=== The records ===

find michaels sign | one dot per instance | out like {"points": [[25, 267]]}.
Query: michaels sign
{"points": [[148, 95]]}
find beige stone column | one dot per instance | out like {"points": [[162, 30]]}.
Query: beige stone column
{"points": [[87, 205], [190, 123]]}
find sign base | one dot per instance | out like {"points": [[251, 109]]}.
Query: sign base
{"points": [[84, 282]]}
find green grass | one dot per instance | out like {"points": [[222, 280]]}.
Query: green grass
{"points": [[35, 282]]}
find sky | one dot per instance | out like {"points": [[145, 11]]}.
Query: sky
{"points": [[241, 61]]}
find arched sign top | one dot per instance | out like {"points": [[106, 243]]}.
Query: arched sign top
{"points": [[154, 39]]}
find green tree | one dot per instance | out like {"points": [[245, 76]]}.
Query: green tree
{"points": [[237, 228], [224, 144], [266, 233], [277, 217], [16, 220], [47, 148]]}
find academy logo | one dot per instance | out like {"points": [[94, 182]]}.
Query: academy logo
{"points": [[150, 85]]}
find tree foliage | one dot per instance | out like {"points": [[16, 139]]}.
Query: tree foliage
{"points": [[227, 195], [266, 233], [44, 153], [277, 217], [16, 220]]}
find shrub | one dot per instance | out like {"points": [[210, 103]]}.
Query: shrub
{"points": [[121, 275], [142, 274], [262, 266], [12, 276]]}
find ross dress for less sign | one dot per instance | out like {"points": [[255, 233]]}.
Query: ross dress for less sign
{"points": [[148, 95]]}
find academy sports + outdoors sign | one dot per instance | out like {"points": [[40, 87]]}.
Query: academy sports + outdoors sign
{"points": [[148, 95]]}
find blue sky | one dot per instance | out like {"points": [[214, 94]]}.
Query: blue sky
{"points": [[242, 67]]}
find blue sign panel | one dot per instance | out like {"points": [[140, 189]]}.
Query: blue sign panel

===

● **What you are asked to do**:
Take the line containing "find blue sign" as the first line and the last line of the data above as the final one. Write out these lines and all between them exactly.

● **Problem solution**:
find blue sign panel | one dot per instance | out like {"points": [[140, 189]]}.
Query: blue sign panel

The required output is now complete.